** begin **

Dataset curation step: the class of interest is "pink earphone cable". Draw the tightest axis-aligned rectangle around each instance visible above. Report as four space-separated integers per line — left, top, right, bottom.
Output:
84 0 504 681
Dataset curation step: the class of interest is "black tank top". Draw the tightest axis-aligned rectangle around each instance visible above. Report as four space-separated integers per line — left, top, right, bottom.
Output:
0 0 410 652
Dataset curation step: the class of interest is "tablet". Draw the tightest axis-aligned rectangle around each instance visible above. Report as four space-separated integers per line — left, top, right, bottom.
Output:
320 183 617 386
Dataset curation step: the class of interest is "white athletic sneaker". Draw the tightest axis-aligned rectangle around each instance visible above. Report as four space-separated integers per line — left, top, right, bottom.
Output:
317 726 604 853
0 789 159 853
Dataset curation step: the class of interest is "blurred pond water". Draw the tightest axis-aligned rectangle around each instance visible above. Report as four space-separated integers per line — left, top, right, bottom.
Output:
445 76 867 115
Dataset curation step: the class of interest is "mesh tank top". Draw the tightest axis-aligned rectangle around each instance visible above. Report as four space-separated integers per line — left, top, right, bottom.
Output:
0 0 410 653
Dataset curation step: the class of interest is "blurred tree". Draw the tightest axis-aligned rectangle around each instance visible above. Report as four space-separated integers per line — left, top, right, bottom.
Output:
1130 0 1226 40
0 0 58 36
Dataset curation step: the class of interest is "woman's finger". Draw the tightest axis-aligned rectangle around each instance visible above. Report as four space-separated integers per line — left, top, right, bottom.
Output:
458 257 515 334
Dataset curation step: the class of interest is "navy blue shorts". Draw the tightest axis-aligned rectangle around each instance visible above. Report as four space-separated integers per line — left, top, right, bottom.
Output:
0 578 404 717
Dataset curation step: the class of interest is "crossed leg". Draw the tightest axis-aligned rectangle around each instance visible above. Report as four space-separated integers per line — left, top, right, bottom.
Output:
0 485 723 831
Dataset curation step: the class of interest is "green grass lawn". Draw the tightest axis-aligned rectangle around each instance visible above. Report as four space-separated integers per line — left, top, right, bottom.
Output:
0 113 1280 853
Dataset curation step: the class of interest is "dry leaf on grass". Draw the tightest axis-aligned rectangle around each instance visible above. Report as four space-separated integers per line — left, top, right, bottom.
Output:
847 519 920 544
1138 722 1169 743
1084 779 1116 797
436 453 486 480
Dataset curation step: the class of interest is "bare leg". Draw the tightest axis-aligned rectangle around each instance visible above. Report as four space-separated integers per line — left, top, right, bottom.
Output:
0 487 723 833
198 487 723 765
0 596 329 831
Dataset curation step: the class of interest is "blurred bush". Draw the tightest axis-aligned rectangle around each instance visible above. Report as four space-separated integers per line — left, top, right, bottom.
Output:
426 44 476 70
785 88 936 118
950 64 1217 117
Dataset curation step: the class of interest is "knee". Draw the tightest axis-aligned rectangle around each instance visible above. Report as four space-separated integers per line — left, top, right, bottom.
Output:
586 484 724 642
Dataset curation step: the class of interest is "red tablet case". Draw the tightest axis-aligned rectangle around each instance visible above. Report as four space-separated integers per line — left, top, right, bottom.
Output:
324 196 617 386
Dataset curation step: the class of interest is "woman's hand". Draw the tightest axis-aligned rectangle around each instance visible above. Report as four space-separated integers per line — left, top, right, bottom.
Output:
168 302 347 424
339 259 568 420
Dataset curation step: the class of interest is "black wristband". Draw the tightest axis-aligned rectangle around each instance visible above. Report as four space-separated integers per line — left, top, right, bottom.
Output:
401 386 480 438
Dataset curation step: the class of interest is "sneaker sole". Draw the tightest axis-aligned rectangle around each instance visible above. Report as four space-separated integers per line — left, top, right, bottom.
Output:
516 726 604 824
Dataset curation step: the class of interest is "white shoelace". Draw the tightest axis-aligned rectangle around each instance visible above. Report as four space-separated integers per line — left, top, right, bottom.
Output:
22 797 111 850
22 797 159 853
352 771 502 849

** end **

> _Task instructions_
Could you reproduce the material, starting at its first line and stopping after the line that contains "445 76 867 115", with nothing after that? Keep every line unchanged except the bounding-box coordinates in the answers: multiply each one by 1.3 and round to a whole number, with halves rounded up.

> _Complete output_
Dataset curation step: the class of interest is "pink earphone cable". Draw the tightest axis-aligned rectangle around each instance visible above. Report as four space-separated integers per line — left, top, right, bottom.
Output:
109 0 655 885
Dataset curation step: the class of interest is "black tank top". Draw the tightest axis-aligned rectangle around each instance visible above. Report as four space-separated integers per line — left, top, right, bottom.
Output:
0 0 533 848
Dataset curation step: the class of interest is "tablet". Draw the tightest axis-aligned rectangle around each instance visible above. Report as four space-separated integers per line — left, top, right, bottom.
Output:
416 238 802 502
Dataset curation step: the class of interest is "white athletic sneaker". Draw the tightest axis-aligned rectangle around each instance visible above. Report as four space-separated integers per line — left, top, right, bottom.
Output:
412 944 785 1109
0 1026 207 1109
Dataset curation step: the class of interest is "blurred pond water". Draw the tightest axis-aligned rectangle around each instance visible above. Report as four space-separated integers per line — left, top, right, bottom.
Output:
579 99 1127 150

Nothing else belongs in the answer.